— DIRECTIONS —
An identical copy of the records below is the expected result.

Natural-language object grounding data:
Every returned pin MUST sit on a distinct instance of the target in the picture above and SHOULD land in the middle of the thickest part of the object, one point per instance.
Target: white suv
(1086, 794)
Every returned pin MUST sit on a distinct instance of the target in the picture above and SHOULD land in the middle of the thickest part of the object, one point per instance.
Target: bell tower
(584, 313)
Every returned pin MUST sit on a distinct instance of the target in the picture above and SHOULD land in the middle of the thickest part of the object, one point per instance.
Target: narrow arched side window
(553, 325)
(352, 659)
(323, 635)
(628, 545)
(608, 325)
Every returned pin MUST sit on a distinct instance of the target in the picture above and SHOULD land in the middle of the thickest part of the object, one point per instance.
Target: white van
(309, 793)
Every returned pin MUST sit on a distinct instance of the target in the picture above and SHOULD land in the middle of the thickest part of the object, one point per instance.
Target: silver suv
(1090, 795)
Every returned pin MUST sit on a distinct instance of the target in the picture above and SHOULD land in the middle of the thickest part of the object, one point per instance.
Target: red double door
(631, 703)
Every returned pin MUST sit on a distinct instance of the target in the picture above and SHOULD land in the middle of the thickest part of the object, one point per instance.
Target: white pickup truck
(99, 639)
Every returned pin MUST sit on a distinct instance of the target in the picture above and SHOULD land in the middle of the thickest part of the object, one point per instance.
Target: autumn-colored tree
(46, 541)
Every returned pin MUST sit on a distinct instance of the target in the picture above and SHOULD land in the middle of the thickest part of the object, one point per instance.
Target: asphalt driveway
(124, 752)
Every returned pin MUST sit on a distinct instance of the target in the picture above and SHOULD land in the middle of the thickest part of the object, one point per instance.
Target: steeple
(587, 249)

— RESULT FOR THIS EXERCISE —
Every returned pin MUST sit on a distinct instance of the target in the picture above and SHOULD land in the middle of the thickest part of the object, one point per instance.
Target: white suv
(1086, 794)
Every returned pin MUST sit on a distinct instance of the target in the picture above and SHOULD land in the middle of the thickest part of the object, one point per instance.
Target: bell tower
(584, 313)
Every returned pin MUST sit on a distinct instance of the target in the picture above and SHOULD land in the middle of the thickest part of the object, one point per instance.
Target: narrow arched side window
(553, 325)
(352, 659)
(323, 635)
(628, 545)
(608, 325)
Every returned pin MUST sit on a distinct instance of the target in the picture above and SHOULD land in the middle of the thickest part of the object, one point per instance.
Target: white van
(309, 793)
Every returned pin MUST sit on a distinct instance of the target in the picture above and SHOULD land in the middle of the thickest part of the object, one point per instance.
Target: silver suv
(1090, 795)
Every returned pin MUST sit on a distinct instance of the target in the picture above and SHOULD land in the middle of the thickest part of the object, one point per instance.
Target: red double door
(631, 703)
Every returned pin MUST sit on a distinct instance of the target in the picture above and SHOULD land in the middle of the thickest part of the object, one point per instance.
Target: white pickup truck
(99, 639)
Every returned pin MUST sit on a distinct instance of the target in the picture above and SHOULD land in the middle of the thickest part of the object, one point per instance.
Target: autumn-colored tree
(46, 541)
Every returned pin MUST sit on a distinct instance of the target in the picture above and SHOULD land in the middle of the thickest part of the object, one point per instance.
Target: asphalt driveway
(124, 752)
Every returned pin MUST sit on a distinct instance of the target in the picture above and SHOULD land in the middle of the thickest part of the object, one point per instance.
Target: steeple
(587, 249)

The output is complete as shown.